§ **Assignment**
Take the entries that follow and write them out again, word for word.

[Start of Attachment]

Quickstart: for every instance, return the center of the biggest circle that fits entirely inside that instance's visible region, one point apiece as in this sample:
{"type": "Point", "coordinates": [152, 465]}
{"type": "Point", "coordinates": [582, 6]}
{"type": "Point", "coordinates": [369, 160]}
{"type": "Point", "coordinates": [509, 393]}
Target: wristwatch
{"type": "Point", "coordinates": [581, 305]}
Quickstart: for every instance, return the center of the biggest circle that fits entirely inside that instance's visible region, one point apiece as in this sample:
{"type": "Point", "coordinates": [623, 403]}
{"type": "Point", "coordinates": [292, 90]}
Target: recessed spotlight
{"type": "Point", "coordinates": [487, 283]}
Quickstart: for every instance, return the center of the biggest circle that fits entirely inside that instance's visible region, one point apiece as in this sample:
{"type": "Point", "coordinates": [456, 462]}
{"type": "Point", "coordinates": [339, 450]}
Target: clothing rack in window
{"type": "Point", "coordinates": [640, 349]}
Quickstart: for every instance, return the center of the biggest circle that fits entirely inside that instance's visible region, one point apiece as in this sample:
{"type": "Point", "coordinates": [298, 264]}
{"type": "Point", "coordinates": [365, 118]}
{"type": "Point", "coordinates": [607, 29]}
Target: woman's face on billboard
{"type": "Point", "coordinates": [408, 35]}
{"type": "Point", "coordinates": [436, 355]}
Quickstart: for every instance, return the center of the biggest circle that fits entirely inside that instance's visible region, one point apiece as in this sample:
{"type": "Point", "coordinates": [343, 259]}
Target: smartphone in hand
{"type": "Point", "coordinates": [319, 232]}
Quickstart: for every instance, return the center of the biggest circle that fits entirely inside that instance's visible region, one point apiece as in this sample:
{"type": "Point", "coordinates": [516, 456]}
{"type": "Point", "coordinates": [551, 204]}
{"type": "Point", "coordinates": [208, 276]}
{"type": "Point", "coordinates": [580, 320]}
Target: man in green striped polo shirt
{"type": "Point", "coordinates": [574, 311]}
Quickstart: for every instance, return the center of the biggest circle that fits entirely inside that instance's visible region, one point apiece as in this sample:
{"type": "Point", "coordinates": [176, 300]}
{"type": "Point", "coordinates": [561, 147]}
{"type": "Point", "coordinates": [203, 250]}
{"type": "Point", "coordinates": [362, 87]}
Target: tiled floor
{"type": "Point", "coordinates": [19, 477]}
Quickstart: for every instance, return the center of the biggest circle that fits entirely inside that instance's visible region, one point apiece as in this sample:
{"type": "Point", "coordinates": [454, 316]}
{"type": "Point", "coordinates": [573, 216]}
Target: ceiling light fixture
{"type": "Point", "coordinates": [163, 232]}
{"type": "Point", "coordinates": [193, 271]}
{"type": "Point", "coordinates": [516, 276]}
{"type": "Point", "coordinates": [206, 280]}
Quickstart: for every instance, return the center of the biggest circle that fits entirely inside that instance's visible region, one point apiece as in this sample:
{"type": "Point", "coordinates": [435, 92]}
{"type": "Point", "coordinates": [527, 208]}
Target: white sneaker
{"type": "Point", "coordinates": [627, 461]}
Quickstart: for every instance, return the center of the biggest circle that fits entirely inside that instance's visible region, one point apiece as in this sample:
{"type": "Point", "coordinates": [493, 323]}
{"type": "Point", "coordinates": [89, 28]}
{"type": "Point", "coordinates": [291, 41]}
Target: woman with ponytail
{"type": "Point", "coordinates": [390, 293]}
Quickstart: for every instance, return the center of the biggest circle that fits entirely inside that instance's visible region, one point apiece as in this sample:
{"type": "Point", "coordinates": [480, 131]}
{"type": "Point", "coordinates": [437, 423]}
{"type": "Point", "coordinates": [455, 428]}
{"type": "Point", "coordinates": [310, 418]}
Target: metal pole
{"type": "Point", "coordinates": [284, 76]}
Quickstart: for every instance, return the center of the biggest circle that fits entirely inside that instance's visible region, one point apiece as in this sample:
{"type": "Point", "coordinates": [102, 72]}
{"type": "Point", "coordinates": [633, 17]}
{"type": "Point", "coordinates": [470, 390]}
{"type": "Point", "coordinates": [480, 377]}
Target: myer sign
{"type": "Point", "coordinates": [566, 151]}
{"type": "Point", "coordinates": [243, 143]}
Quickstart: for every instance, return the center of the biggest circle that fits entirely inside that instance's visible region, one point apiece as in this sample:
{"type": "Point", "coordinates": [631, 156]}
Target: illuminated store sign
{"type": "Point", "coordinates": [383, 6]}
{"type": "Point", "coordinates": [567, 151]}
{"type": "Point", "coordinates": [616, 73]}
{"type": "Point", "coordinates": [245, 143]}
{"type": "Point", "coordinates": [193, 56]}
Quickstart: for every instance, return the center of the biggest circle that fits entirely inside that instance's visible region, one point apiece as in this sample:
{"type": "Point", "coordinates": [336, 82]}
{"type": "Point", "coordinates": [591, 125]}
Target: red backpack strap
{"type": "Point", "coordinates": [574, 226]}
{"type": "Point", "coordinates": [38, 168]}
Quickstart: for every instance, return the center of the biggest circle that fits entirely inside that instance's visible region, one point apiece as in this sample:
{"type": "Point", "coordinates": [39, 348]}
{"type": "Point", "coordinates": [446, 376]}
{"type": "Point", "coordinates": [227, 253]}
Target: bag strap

[End of Attachment]

§ **Worked solution**
Quickstart: for every instance, return the center of the biggest circle that fits entirely inside that instance's visible region, one point apiece as in this sample:
{"type": "Point", "coordinates": [152, 465]}
{"type": "Point", "coordinates": [582, 6]}
{"type": "Point", "coordinates": [369, 160]}
{"type": "Point", "coordinates": [509, 393]}
Target: wristwatch
{"type": "Point", "coordinates": [581, 305]}
Quickstart: for every instance, return the center of the biggest circle that fits entirely inside that instance's visible region, one point apiece as in this sample:
{"type": "Point", "coordinates": [623, 403]}
{"type": "Point", "coordinates": [292, 90]}
Target: recessed spotlight
{"type": "Point", "coordinates": [487, 283]}
Quickstart: for every instance, return the center of the biggest circle that fits entirely inside that instance's visible region, one point apiece as in this sample:
{"type": "Point", "coordinates": [456, 462]}
{"type": "Point", "coordinates": [339, 450]}
Target: clothing rack in window
{"type": "Point", "coordinates": [640, 349]}
Quickstart: for every instance, return the center of the biggest circle that fits entirely inside that instance's visible region, one point apiece as in this sample:
{"type": "Point", "coordinates": [298, 264]}
{"type": "Point", "coordinates": [365, 118]}
{"type": "Point", "coordinates": [607, 29]}
Target: woman's face on billboard
{"type": "Point", "coordinates": [408, 35]}
{"type": "Point", "coordinates": [436, 355]}
Quickstart: for every instance, return the center of the biggest circle that fits entirely inside that instance's visible region, one point apiece as in this sample:
{"type": "Point", "coordinates": [343, 259]}
Target: smartphone in hand
{"type": "Point", "coordinates": [319, 232]}
Quickstart: for every instance, return the center of the biggest circle that fits entirely inside that instance's visible region, one point apiece as in this sample:
{"type": "Point", "coordinates": [516, 456]}
{"type": "Point", "coordinates": [551, 204]}
{"type": "Point", "coordinates": [208, 276]}
{"type": "Point", "coordinates": [580, 320]}
Target: man in green striped polo shirt
{"type": "Point", "coordinates": [574, 311]}
Quickstart: for every instance, return the center of the biggest circle that fits entirely inside that instance's visible region, one point apiece as in this sample:
{"type": "Point", "coordinates": [176, 300]}
{"type": "Point", "coordinates": [561, 147]}
{"type": "Point", "coordinates": [203, 250]}
{"type": "Point", "coordinates": [362, 87]}
Target: tiled floor
{"type": "Point", "coordinates": [19, 477]}
Quickstart: for every instance, return the center of the biggest circle that fits entirely inside that instance's visible region, one point apiece as in this sample:
{"type": "Point", "coordinates": [454, 316]}
{"type": "Point", "coordinates": [573, 216]}
Target: ceiling light fixture
{"type": "Point", "coordinates": [163, 232]}
{"type": "Point", "coordinates": [193, 271]}
{"type": "Point", "coordinates": [516, 276]}
{"type": "Point", "coordinates": [206, 280]}
Quickstart: for every instance, return the center of the biggest circle that fits entirely inside that instance's visible region, one point apiece as in this sample:
{"type": "Point", "coordinates": [435, 92]}
{"type": "Point", "coordinates": [527, 208]}
Target: white sneaker
{"type": "Point", "coordinates": [627, 461]}
Quickstart: for every instance, return the center of the biggest circle that fits entirely inside that instance's visible region, one point apiece as in this sample:
{"type": "Point", "coordinates": [493, 323]}
{"type": "Point", "coordinates": [89, 28]}
{"type": "Point", "coordinates": [291, 41]}
Target: woman with ponytail
{"type": "Point", "coordinates": [390, 293]}
Quickstart: for every instance, return the center of the biggest circle that fits entirely inside that instance's visible region, one point apiece as in this sample:
{"type": "Point", "coordinates": [480, 131]}
{"type": "Point", "coordinates": [437, 423]}
{"type": "Point", "coordinates": [455, 428]}
{"type": "Point", "coordinates": [310, 418]}
Target: metal pole
{"type": "Point", "coordinates": [284, 76]}
Quickstart: for every instance, return the center of the biggest circle that fits entirely inside that instance's visible region, one point apiece as in this sample:
{"type": "Point", "coordinates": [102, 72]}
{"type": "Point", "coordinates": [633, 17]}
{"type": "Point", "coordinates": [470, 390]}
{"type": "Point", "coordinates": [480, 377]}
Target: myer sign
{"type": "Point", "coordinates": [566, 151]}
{"type": "Point", "coordinates": [243, 143]}
Quickstart: for every instance, return the center of the biggest circle that fits entirely inside that instance's visible region, one point apiece as in this sample:
{"type": "Point", "coordinates": [631, 156]}
Target: illuminated store sign
{"type": "Point", "coordinates": [383, 6]}
{"type": "Point", "coordinates": [567, 151]}
{"type": "Point", "coordinates": [616, 73]}
{"type": "Point", "coordinates": [245, 143]}
{"type": "Point", "coordinates": [193, 56]}
Quickstart: for every instance, return the center of the biggest circle that fits entirely inside that instance's visible region, one point apiece as in this sample:
{"type": "Point", "coordinates": [336, 82]}
{"type": "Point", "coordinates": [591, 125]}
Target: red backpack strap
{"type": "Point", "coordinates": [574, 226]}
{"type": "Point", "coordinates": [38, 168]}
Quickstart: for every instance, return the center of the biggest circle that fits entirely inside that instance's visible region, one point apiece as in this sample:
{"type": "Point", "coordinates": [39, 348]}
{"type": "Point", "coordinates": [446, 376]}
{"type": "Point", "coordinates": [227, 253]}
Target: bag strap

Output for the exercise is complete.